Work required = Reproduce the full article about the NeedAMom service, word for word.

Excerpt to read =
───

You may be an “adult” but so am I and sometimes I really need a mom. My friends are generous but they did not sign up to listen to the daily minutiae of my life. That’s my mom’s job. Sadly, though, she doesn’t live here. And that’s where NeedAMom—a real-life mom-of-two who recently left Connecticut after more than 30 years to re-settle in Bushwick, listen to your woes, and hem your pants—comes in, apparently.
I was alerted to NeedAMom’s sponsored post on Bushwick Daily via Gothamist, and learned that after real-life mom Nina Keneally left Manhattan with her husband for suburbia, she lamented leaving city life and dreamed of coming back to it one day. [Ed note: Classic mom thing to feel.] Fast-forward to not too long ago, when Keneally visited her sons in Bushwick and heard about a place off the Halsey L to call home, and decided that it was exactly what she and her husband had been waiting for.
Apart from her biological qualifications for NeedAMom—a service Keneally dreams of expanding across the city and country—she also has a background in social services, theater, and PR. Suffice it to say, the woman is not only patient and empathetic but professionally attuned to giving people what they want.

───

Provided information =

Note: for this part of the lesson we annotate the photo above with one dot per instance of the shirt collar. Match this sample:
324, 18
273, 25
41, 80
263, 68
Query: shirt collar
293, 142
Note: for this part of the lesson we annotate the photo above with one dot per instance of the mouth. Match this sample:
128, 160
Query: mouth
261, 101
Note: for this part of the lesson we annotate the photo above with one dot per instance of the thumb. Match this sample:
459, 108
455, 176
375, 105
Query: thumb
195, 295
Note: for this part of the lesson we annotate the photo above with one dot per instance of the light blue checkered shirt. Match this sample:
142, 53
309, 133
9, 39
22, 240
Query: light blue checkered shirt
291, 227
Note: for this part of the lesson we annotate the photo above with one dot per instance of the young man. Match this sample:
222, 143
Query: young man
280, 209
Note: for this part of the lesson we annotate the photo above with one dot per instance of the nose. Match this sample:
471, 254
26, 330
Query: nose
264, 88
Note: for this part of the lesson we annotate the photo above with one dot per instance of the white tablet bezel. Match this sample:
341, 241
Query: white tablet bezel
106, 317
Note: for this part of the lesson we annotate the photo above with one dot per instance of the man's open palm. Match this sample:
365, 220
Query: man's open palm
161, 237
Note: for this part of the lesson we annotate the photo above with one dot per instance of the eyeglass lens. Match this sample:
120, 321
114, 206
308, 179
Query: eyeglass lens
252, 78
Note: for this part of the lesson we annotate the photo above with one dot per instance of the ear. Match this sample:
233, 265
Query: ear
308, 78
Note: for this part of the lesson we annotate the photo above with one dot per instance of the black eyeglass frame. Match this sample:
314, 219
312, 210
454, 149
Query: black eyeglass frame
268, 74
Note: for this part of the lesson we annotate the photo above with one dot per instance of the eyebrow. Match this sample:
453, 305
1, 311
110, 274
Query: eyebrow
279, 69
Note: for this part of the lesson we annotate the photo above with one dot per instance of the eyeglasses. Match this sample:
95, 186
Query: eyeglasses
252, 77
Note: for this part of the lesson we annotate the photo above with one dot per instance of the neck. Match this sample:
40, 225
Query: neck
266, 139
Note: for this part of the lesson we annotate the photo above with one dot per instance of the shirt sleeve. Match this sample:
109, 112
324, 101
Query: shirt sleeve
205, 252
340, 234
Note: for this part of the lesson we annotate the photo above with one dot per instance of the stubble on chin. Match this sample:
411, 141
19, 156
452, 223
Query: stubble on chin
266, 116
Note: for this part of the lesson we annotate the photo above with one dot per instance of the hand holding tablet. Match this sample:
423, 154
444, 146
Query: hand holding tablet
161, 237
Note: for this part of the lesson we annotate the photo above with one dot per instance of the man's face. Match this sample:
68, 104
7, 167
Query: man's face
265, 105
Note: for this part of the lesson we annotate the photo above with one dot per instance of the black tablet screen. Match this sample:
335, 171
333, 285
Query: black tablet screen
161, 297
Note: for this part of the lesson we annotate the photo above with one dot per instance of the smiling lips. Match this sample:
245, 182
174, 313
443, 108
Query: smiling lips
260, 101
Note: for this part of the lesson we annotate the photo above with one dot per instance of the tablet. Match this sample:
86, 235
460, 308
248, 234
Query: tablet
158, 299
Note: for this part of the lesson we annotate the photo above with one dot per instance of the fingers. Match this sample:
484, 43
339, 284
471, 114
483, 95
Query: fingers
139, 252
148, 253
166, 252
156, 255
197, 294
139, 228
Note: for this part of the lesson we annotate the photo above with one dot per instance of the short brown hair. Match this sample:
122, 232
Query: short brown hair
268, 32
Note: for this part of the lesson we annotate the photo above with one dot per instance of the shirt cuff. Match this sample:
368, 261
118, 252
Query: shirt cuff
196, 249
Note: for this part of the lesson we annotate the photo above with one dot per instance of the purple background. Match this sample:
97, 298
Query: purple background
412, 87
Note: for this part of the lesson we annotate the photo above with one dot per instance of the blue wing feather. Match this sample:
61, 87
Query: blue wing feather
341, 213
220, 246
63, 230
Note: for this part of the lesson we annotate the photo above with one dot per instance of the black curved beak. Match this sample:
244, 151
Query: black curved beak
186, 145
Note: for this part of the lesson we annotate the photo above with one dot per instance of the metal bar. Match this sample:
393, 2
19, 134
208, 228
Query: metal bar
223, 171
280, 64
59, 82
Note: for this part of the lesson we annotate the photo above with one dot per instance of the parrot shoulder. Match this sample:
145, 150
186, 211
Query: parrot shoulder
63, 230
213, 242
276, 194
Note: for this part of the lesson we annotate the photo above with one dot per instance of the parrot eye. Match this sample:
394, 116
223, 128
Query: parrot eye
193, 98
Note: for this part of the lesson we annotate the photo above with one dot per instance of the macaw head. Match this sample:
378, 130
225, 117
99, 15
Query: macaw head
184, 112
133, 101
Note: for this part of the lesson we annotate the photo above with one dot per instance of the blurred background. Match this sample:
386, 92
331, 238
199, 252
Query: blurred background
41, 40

───

Response area =
You may be an “adult” but so am I and sometimes I really need a mom. My friends are generous but they did not sign up to listen to the daily minutiae of my life. That’s my mom’s job. Sadly, though, she doesn’t live here. And that’s where NeedAMom—a real-life mom-of-two who recently left Connecticut after more than 30 years to re-settle in Bushwick, listen to your woes, and hem your pants—comes in, apparently.
I was alerted to NeedAMom’s sponsored post on Bushwick Daily via Gothamist, and learned that after real-life mom Nina Keneally left Manhattan with her husband for suburbia, she lamented leaving city life and dreamed of coming back to it one day. [Ed note: Classic mom thing to feel.] Fast-forward to not too long ago, when Keneally visited her sons in Bushwick and heard about a place off the Halsey L to call home, and decided that it was exactly what she and her husband had been waiting for.
Apart from her biological qualifications for NeedAMom—a service Keneally dreams of expanding across the city and country—she also has a background in social services, theater, and PR. Suffice it to say, the woman is not only patient and empathetic but professionally attuned to giving people what they want.